_Passage shown_:
═══

If totalEvictions (from MemoryStore.getMetrics()) grows rapidly, your maxKeys is too low or your keyGenerator is producing high-cardinality keys that should be normalized.

When metrics are enabled (metrics.enabled and the built-in pipeline), check Prometheus text or your registry for:

ratelimit_store_active_keys{store="memory"} — current distinct keys
ratelimit_store_total_evictions{store="memory"} — cumulative LRU evictions (lifetime for that store instance)
ratelimit_store_max_keys{store="memory"} — configured cap (0 means unlimited)

The same values appear on each interval in MetricsSnapshot.store when the engine store is (or unwraps to) a MemoryStore.

`keyGenerator` and storage keys

Rate limit state (InMemoryShield block maps, KeyManager bookkeeping, Redis keys, etc.) still grows with distinct storage keys. A keyGenerator that returns a new high-cardinality value per request (full URL including unbounded query strings, raw JWTs, unbounded device fingerprints) lets attackers inflate memory or Redis usage—even below the maxKeys cap.

Mitigations: Prefer stable, low-cardinality identifiers (user id, tenant id, API key id). Normalize or hash untrusted inputs before using them as keys. The library does not cap key string length—enforce a maximum or digest in your keyGenerator if inputs are user-controlled. Use InMemoryShieldOptions.maxBlockedKeys and related limits where applicable.

Redis namespace (`keyPrefix`)

RedisStore (and RedisBlockStore) prefix all logical keys. Use a different keyPrefix (and/or Redis DB index) per application or tenant when multiple services share one Redis so counters and blocks do not collide. Document the convention for your org.

Lua scripts (`RedisStore`)

All Lua in RedisStore is static source in the package. Quota and key data are passed only as KEYS / ARGV to EVAL—never build Lua by concatenating user input into the script body.

Atomicity & Distributed Systems

Redis operations are atomic

All RedisStore operations use Lua scripts for atomicity. Each rate limit check executes as a single atomic operation on the Redis server—no race conditions, no requests slipping through under concurrent load from multiple processes or nodes.

What this means:

Sliding window: ZREMRANGEBYSCORE (prune expired) + ZADD (add entries) + ZCARD (count) + PEXPIRE — all in one EVAL
Fixed window: INCRBY + conditional PEXPIRE + PTTL — all in one EVAL
Token bucket: HGET (read state) + refill calculation + token deduction + HSET (write) + PEXPIRE — all in one EVAL

No interleaving: Other Redis clients cannot execute commands between the steps of a rate limit operation. The entire check-and-increment logic runs atomically.

Why Lua? Redis EVAL executes Lua scripts as atomic blocks. While a script runs, Redis does not process other commands from other clients. This guarantees that:

Concurrent requests from multiple app instances cannot race
Distributed systems get consistent, accurate rate limiting
Multi-step operations (read → calculate → write) are safe

Script caching: Most Redis clients (including ioredis and node-redis) automatically cache Lua scripts server-side after the first execution using EVALSHA. Subsequent calls reuse the cached script, reducing network overhead. The library passes the full script source on every call; the client handles optimization transparently.

═══

_Data listing_:
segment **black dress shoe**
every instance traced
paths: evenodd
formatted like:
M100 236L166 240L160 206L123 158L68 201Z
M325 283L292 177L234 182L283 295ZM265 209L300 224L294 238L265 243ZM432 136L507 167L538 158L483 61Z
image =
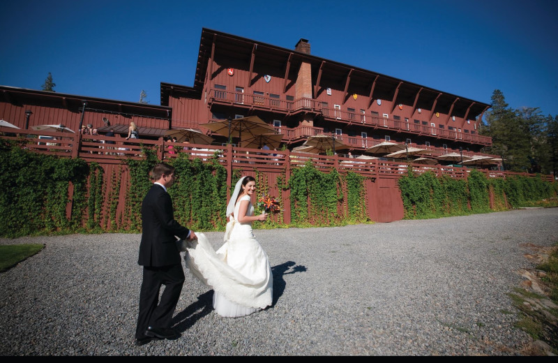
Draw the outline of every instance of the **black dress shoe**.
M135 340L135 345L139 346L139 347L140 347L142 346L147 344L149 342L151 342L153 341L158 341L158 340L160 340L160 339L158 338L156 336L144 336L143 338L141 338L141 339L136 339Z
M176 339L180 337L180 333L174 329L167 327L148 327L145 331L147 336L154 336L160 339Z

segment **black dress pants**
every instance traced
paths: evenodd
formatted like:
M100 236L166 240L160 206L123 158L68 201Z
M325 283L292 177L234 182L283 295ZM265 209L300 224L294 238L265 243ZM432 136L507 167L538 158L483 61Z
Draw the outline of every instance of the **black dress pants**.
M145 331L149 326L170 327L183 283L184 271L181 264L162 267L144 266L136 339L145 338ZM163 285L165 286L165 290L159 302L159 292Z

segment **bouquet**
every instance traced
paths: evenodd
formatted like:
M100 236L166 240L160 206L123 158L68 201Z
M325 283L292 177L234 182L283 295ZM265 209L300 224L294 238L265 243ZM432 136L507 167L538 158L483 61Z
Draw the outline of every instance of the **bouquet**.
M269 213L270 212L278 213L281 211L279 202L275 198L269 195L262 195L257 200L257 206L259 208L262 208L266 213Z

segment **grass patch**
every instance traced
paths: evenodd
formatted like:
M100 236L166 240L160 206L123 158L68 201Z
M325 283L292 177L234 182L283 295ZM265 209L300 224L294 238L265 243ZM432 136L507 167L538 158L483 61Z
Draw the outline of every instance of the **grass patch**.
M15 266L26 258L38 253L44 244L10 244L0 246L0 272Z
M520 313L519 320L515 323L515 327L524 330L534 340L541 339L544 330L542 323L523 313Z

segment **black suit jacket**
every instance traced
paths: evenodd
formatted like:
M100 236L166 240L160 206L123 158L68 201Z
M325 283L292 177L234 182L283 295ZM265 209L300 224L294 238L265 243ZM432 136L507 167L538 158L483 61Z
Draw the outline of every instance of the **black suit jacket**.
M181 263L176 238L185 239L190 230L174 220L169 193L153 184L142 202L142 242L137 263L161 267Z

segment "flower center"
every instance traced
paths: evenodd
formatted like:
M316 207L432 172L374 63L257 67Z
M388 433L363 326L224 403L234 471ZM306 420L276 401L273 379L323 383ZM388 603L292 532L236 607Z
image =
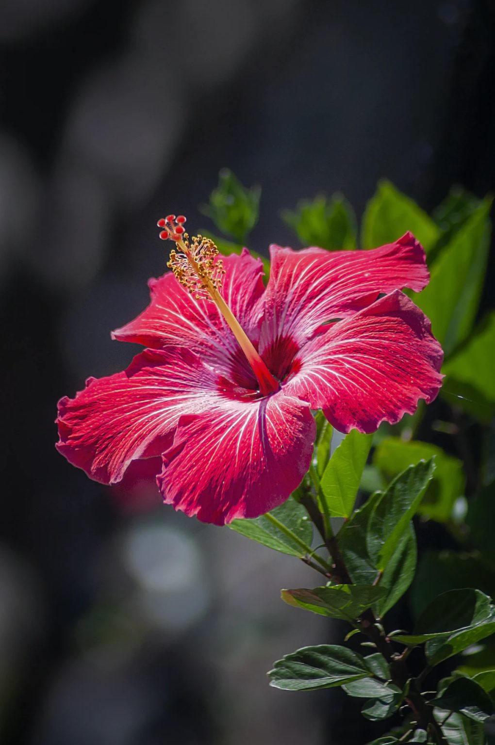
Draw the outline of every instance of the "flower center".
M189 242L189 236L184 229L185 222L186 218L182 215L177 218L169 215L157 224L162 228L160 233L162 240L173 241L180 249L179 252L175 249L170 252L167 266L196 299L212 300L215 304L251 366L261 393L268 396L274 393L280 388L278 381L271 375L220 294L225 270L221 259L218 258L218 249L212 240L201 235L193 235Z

═══

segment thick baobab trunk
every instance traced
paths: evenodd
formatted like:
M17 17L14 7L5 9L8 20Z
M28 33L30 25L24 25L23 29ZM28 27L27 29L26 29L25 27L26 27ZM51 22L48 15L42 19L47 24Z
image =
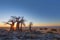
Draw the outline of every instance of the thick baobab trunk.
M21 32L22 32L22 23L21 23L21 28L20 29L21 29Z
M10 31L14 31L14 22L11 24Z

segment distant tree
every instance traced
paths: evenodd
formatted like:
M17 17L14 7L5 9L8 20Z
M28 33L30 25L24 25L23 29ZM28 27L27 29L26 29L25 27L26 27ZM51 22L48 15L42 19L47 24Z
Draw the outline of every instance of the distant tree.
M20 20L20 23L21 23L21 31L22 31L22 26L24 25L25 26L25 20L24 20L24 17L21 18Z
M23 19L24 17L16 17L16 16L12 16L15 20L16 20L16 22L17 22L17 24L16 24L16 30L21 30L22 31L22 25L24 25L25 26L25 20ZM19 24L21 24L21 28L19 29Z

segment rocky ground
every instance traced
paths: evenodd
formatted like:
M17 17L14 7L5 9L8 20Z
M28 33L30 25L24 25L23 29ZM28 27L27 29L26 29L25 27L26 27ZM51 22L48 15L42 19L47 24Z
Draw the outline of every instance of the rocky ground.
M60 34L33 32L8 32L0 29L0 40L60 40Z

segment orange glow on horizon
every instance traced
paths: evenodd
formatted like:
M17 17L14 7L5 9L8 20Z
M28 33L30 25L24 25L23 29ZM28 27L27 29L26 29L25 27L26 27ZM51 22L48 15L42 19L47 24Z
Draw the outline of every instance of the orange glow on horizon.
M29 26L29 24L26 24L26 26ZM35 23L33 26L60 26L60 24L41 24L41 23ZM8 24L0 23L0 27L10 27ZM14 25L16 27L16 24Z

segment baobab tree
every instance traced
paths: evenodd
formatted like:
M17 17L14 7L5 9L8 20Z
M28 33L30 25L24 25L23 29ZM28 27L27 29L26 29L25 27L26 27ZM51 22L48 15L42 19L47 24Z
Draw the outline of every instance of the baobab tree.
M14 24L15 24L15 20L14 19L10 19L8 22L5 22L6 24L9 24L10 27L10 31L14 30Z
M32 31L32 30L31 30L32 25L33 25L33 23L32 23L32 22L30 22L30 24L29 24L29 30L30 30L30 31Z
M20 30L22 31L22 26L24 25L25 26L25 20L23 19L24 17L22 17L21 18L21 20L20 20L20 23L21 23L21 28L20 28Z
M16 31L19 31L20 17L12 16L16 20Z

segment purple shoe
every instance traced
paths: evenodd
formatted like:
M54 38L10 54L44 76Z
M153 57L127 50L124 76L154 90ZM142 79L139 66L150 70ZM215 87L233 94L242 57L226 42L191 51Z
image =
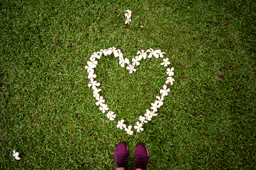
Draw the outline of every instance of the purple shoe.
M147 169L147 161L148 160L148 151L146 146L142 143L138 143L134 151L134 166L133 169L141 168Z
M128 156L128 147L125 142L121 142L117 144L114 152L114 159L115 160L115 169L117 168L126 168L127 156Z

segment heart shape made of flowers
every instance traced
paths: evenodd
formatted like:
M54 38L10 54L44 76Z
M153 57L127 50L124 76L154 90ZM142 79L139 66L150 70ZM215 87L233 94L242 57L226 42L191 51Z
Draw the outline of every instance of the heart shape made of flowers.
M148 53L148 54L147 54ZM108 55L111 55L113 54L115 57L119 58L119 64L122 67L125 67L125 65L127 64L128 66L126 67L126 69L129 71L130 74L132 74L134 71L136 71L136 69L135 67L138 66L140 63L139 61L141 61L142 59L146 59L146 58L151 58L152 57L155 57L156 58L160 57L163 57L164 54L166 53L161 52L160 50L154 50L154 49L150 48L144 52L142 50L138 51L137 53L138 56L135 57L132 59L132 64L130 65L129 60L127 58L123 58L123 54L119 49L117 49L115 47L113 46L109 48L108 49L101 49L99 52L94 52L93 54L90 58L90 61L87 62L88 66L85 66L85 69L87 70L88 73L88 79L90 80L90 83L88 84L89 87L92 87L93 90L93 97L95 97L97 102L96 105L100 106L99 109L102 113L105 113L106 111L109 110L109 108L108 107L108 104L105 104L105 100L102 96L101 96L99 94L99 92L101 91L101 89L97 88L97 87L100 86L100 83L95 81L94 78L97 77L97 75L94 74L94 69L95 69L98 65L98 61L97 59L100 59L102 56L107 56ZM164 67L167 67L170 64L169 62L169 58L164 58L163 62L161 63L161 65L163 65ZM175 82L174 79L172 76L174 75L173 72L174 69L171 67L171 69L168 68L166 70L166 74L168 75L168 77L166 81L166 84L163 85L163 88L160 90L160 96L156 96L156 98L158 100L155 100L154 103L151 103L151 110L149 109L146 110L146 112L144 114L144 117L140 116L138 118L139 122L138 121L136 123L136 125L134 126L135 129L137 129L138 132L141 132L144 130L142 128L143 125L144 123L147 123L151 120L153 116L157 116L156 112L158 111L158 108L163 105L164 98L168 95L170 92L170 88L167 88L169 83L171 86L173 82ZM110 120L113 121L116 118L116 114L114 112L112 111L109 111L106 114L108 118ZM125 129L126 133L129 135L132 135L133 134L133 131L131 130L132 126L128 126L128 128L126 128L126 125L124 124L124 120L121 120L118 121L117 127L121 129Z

═══

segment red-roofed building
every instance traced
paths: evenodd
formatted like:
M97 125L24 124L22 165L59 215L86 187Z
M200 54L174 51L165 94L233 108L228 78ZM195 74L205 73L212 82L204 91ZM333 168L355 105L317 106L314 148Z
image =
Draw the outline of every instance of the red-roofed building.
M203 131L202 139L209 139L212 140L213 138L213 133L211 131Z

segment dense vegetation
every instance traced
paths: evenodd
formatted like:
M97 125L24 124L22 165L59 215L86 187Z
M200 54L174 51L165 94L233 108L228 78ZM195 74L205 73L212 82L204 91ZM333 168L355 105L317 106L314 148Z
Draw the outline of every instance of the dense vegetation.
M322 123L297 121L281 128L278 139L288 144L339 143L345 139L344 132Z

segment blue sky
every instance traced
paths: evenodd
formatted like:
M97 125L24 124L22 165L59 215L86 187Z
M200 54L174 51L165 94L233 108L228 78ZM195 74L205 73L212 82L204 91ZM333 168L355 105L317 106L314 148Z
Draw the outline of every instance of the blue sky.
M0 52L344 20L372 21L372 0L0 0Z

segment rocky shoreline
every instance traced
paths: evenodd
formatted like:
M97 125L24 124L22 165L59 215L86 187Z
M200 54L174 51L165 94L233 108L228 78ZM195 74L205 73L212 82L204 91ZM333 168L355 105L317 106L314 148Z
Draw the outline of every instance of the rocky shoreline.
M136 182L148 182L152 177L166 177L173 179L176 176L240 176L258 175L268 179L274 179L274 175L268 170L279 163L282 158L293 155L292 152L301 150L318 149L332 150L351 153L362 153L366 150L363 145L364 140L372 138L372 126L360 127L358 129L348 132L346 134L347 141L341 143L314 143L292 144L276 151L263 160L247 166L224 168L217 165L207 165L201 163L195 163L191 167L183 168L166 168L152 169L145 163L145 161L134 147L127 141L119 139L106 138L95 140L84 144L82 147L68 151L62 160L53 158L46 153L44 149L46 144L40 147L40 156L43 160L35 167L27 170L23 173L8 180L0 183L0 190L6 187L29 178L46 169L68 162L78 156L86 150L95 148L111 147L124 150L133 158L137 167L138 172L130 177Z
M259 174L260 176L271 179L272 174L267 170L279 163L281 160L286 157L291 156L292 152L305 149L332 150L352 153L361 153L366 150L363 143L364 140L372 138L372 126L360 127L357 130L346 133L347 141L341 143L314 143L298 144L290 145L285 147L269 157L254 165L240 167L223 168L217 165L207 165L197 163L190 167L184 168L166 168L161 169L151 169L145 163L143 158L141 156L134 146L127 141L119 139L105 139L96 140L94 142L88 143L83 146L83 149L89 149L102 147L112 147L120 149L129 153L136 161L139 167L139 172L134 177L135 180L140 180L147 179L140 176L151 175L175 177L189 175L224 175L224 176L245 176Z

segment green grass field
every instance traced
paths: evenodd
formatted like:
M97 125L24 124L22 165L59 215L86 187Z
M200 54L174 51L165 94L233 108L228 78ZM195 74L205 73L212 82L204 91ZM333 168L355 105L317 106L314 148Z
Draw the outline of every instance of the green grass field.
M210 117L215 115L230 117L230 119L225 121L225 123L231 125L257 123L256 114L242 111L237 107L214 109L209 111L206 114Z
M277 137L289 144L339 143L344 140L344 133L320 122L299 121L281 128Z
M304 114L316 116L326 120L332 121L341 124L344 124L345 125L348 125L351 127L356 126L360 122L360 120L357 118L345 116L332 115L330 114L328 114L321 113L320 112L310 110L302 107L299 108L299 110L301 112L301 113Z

═══

_Set task A_: According to the rate limiter passage, what does a value of 0 mean for ratelimit_store_max_keys?
_Set task B_: Carry on the rate limiter passage, picking up right after its last sentence.

_Task response A_: It means unlimited.

_Task response B_:
MemoryStore & ClusterStore: In-process stores use JavaScript synchronous operations (no atomicity concerns within a single event loop). ClusterStore uses IPC message passing with acknowledgments to coordinate across Node.js cluster workers.

Distributed deployment considerations

When running multiple app instances with RedisStore:

Shared state: All instances see the same counters in Redis
Consistent limits: A user hitting 100 req/min is enforced globally, not per instance
No coordination needed: Each instance independently calls Redis; Lua atomicity handles races
Network latency: Redis round-trip adds ~1-5ms per request (use InMemoryShield to cache blocked keys and eliminate Redis calls for hot attackers)

Cluster vs Redis:

ClusterStore: Coordinates rate limits across Node.js cluster workers in a single machine (IPC, no network)
RedisStore: Coordinates across multiple machines/containers/regions (network, shared Redis)

For multi-instance deployments (Kubernetes, serverless, multiple VMs), use RedisStore. For single-machine concurrency (one server, multiple CPU cores), use ClusterStore.

Limiter composition

Combine multiple rate limiters with the compose builder. Every composition mode implements RateLimitStore, so composed stores plug directly into expressRateLimiter / fastifyRateLimiter.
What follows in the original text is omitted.